[Stored items from a collection]
- - -
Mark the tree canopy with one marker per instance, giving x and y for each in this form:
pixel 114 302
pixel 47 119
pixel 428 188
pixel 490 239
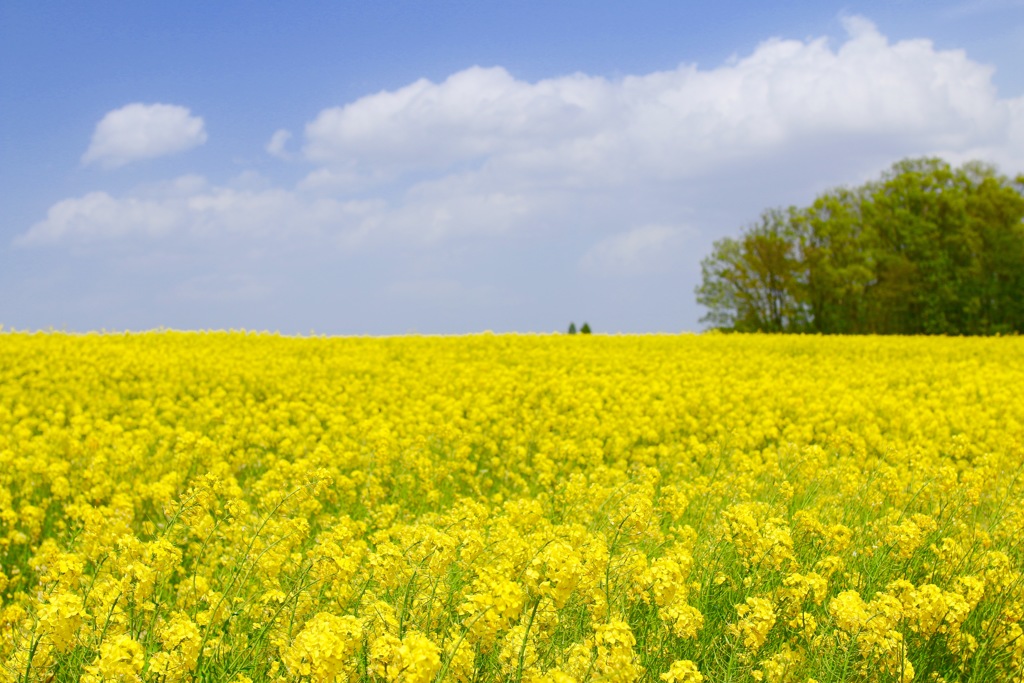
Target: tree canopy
pixel 926 249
- - -
Rewrite the listing above as a JSON list of strings with one string per line. Omit blank lines and leave out the pictures.

[
  "Mark the tree canopy with one marker per instance, giving x and y for each in this form:",
  "pixel 114 302",
  "pixel 47 119",
  "pixel 428 188",
  "pixel 490 239",
  "Target: tree canopy",
  "pixel 926 249"
]